__Objective__.
Reproduce everything in the data below, from the line containing "output [[500, 182]]." down to the line containing "[[1060, 667]]", with both of those lines included. Copy each line character for character and nothing else.

__Records supplied__.
* START *
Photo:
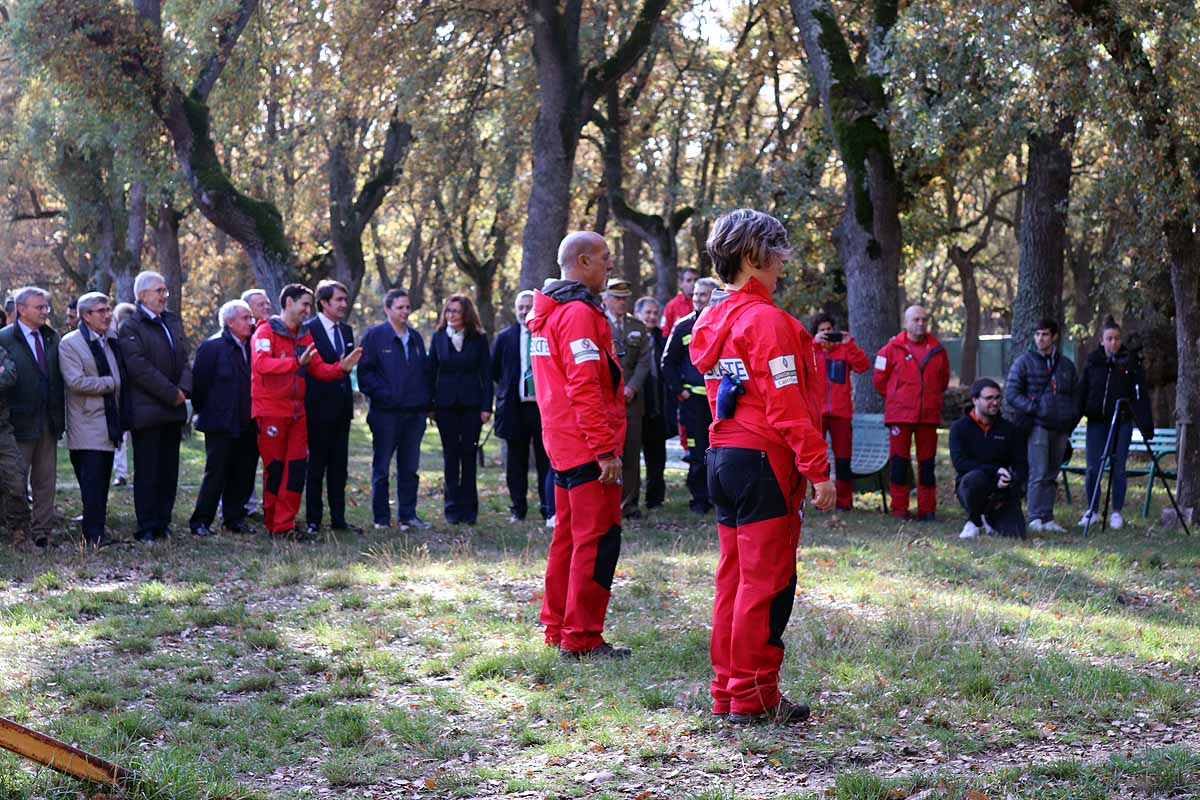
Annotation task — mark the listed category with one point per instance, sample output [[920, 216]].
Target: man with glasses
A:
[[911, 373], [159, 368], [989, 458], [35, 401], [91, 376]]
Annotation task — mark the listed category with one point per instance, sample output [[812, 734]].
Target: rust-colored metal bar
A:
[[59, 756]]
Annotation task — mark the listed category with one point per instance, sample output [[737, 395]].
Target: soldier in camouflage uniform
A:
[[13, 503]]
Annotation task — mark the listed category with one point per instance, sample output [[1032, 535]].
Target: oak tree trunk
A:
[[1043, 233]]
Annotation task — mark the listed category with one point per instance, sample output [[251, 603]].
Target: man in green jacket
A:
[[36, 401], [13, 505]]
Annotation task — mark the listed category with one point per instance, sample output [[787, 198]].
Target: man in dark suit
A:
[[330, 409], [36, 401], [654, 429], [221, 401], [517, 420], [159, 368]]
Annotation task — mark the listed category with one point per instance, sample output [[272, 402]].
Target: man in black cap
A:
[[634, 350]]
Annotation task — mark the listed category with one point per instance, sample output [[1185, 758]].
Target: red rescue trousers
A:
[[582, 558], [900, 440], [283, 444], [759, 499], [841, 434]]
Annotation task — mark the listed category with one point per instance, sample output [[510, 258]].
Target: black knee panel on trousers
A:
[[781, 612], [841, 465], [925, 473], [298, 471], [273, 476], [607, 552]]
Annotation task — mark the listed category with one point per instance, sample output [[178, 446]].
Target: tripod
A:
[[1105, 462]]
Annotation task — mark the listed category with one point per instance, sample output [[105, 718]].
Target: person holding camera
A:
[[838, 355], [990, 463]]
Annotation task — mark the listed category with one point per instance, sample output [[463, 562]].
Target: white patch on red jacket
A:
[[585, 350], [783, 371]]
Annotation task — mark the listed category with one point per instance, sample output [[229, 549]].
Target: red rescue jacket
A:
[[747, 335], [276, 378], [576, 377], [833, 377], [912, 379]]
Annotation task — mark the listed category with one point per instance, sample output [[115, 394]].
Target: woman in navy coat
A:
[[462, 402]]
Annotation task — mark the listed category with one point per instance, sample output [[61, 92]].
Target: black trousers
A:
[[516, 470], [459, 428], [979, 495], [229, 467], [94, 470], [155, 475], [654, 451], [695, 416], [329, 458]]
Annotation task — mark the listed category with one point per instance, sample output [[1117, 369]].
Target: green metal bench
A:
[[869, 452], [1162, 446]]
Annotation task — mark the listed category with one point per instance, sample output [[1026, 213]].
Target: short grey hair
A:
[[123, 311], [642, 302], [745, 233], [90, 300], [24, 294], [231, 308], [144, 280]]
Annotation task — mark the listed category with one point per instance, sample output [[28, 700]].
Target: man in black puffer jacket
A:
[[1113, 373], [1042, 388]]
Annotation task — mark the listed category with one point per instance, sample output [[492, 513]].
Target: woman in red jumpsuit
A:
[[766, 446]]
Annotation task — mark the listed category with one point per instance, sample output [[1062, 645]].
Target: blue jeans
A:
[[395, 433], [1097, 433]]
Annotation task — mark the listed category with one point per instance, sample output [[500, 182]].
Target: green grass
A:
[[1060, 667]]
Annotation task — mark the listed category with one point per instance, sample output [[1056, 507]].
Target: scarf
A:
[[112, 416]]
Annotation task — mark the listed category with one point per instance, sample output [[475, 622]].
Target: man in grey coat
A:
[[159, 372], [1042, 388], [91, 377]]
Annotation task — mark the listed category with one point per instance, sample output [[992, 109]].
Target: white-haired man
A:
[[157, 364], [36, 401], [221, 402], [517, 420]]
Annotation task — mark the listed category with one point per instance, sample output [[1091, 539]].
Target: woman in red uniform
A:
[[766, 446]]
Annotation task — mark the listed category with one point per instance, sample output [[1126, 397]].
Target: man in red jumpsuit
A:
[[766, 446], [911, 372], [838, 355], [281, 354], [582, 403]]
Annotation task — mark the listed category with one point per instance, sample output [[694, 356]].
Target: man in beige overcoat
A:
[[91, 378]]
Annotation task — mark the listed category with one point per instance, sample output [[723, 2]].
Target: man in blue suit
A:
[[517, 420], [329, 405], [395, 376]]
* END *
* START *
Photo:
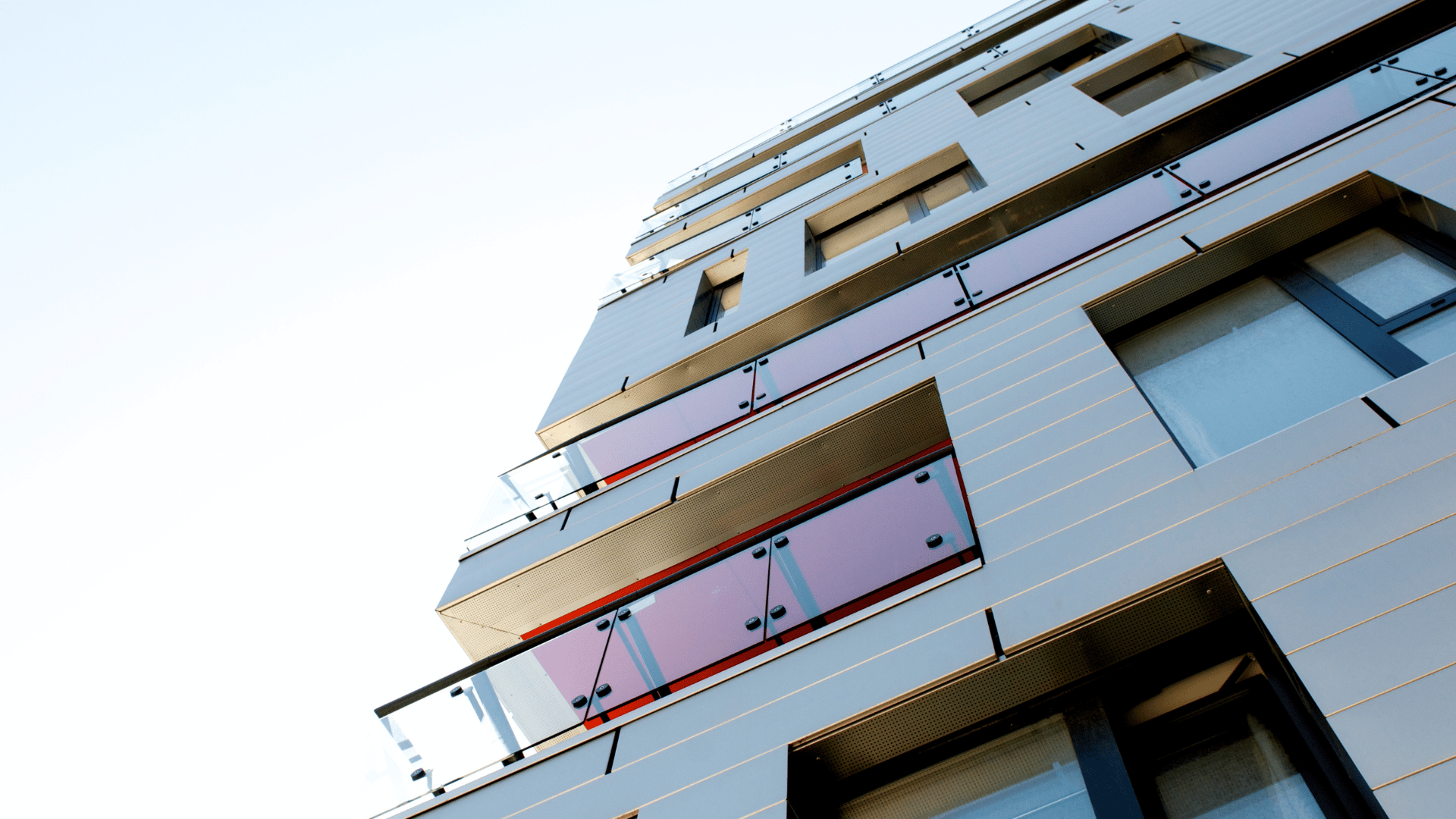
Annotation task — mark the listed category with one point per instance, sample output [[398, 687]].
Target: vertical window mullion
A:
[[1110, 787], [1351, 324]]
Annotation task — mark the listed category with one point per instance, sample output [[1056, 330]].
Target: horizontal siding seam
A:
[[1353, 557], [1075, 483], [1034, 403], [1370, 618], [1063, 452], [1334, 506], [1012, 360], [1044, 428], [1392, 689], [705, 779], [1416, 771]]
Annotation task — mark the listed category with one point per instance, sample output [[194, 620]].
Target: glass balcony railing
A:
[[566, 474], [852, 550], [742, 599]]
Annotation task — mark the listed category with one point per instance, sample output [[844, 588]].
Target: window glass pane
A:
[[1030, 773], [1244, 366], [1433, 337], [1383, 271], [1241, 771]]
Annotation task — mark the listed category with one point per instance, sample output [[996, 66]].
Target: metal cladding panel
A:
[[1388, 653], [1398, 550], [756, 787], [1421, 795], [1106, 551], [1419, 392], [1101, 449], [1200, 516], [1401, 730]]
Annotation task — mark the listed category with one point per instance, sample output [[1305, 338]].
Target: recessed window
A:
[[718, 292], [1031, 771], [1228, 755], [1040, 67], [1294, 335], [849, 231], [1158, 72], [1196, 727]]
* END *
__Task answer__.
Annotation task — mark the listed category with one point per instance, sample output [[500, 182]].
Target: green grass
A:
[[1060, 667]]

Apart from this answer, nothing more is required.